• **Document passage**:
····················

Step 4: Upload content. Post an interactive version of the syllabus, links to the course readings, films, image galleries, and any other pertinent data. Although your institution probably has a centralized reserves system, it is perfectly legal to post short reading assignments directly to your course site, as long as they are only available to registered students. In some cases, this might actually be preferable to library reserves that jumble all of your documents together with missing endnotes and abstruse titles. Most WordPress installs do not have massive amounts of media storage space, but there is usually enough for a modest amount of data. If you need more room, use Google Drive or a similar cloud storage service.

Step 5: Configure settings and metadata. Make sure your students are assigned the proper user roles when they are added to the blog. Also be sure to establish a semantic infrastructure, with content categories for announcements, news, reading responses, primary documents, project prospectuses, etc. Your WYSIWYG editor should be configured so that both you and your students can easily embed YouTube videos, cite sources, and create tables. Depending on the level of interaction you would like to encourage on your site, the discussion settings are worth going over carefully.

Step 6: Figure out how you’re going to grade. After a good deal of experimentation, I settled on a plugin called Grader. It allows instructors to post comments that are viewable only to them and the student. Check out Mark Sample’s rubric for evaluating student blogs. Rather than grade each individual post, I prefer to evaluate work in aggregate at certain points during the semester. I also tend to prefer the 0-100 or A-F scale to the alternatives. Providing substantial feedback on blog posts is probably better than the classic √ or √+. You should treat each post as a miniature essay and award extra points for creativity, interactivity, and careful deliberation. If you are serious about digital publishing, it should account for at least 30-50% of the final grade for the course. Although I have not experimented with them yet, there are gradebook plugins that purport to allow students to track their progress throughout the semester.

Step 7: Be clear about your expectations. It can be difficult to strike the correct balance between transparency and simplicity, but I usually prefer to spell out exactly what I want from my students. For a course blog, that probably means posting regular reading responses and commentaries. In addition to response papers, primary documents, and bibliographies, I ask students to post recent news items and events pertaining to the central themes of the course. I encourage them to embed relevant images, films, and documents and to link to both internal and external material. I also require students to properly title, categorize, and tag their posts. Because what good is a blog if you are not making full use of the medium?

····················

(A block of data)
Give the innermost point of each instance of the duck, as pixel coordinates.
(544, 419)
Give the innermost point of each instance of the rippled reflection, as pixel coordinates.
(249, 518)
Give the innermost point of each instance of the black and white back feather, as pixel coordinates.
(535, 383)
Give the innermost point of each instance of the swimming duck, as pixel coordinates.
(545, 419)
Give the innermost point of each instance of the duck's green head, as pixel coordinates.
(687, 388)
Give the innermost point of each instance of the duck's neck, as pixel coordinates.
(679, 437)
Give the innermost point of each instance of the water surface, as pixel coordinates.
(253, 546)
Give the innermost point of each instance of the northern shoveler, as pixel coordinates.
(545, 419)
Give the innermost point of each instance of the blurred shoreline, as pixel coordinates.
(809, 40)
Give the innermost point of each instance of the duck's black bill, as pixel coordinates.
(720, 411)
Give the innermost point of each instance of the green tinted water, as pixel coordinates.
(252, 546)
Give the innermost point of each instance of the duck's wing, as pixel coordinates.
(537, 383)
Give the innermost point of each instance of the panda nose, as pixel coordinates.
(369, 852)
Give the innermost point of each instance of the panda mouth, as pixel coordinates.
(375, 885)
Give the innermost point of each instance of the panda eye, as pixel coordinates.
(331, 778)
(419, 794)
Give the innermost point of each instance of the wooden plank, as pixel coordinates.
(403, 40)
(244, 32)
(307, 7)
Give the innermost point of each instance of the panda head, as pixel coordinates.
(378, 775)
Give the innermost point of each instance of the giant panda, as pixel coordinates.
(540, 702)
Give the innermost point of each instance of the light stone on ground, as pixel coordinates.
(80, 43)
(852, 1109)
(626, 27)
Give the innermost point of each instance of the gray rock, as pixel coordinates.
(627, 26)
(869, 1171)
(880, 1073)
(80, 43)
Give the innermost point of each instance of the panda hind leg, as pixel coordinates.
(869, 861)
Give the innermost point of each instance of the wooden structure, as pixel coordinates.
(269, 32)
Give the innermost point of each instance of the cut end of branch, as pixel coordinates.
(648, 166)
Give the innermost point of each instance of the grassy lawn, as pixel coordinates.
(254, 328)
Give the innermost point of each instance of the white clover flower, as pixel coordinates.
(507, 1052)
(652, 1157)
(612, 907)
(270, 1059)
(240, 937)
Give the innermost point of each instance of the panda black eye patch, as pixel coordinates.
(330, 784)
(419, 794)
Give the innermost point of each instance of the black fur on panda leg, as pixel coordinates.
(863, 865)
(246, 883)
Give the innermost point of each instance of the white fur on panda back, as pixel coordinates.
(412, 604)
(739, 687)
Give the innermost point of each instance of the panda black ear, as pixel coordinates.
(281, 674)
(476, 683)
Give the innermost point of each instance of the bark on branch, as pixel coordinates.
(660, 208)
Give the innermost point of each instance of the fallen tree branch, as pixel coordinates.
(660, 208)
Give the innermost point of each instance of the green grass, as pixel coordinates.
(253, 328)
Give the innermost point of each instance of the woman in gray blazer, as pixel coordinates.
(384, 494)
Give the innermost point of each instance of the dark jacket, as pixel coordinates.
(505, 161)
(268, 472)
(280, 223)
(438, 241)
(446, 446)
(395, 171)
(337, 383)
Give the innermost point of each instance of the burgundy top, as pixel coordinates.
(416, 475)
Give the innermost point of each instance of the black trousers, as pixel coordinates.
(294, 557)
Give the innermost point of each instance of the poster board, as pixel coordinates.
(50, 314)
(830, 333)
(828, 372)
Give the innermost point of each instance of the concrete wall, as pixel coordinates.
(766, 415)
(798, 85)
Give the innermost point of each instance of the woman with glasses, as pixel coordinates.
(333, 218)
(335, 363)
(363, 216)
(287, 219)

····················

• **Job 1**:
From Step 5 of the course-blog guide, list the content categories it gives as examples.
• **Job 2**:
Find each line in the records that contains the string "white" and copy it. Case counts.

• **Written solution 1**:
Announcements, news, reading responses, primary documents, project prospectuses

• **Written solution 2**:
Give the innermost point of each instance of the black and white back feather, as pixel coordinates.
Give the innermost point of each instance of the white clover flower, as pixel coordinates.
Give the innermost point of each instance of the white fur on panda back, as pixel coordinates.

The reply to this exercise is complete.